= PROBLEMA A RESOLVER =
Por favor, vuelve a escribir sin cambios las filas que van desde la que contiene "Expected: one point per instance of the aircraft" hasta la última fila, ambas incluidas.

= FILAS DADAS =
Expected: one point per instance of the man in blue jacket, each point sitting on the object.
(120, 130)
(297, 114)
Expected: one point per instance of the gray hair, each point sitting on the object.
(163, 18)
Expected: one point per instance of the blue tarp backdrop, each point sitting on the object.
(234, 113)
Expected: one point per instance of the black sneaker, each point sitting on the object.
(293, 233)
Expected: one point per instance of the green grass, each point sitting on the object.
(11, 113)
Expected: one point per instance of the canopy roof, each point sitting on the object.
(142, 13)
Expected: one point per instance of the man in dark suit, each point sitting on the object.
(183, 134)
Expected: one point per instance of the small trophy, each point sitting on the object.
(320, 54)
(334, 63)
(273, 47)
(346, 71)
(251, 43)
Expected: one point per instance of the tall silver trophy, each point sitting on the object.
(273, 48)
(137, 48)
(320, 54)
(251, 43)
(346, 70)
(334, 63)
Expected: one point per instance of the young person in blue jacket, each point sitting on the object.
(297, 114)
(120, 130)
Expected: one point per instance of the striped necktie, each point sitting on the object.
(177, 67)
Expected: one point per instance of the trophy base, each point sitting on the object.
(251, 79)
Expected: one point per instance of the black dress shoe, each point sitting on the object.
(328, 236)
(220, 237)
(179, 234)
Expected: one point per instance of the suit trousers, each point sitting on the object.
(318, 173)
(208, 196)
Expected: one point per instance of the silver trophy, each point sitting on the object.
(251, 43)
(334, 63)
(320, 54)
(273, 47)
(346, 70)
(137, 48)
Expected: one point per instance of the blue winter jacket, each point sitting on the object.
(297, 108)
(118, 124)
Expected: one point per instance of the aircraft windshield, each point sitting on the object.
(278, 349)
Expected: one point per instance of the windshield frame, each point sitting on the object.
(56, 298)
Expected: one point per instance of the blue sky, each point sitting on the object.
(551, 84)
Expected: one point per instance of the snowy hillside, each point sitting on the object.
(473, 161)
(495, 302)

= PROBLEMA RESUELTO =
Expected: one point per instance of the aircraft windshield, each point sitting on the object.
(278, 349)
Expected: one point per instance of the windshield frame, each point sitting on the object.
(56, 298)
Expected: one point per instance of the blue sky, each point sitting on the object.
(551, 84)
Expected: one point per instance of the snowy hillside, each point sitting on the object.
(473, 161)
(495, 302)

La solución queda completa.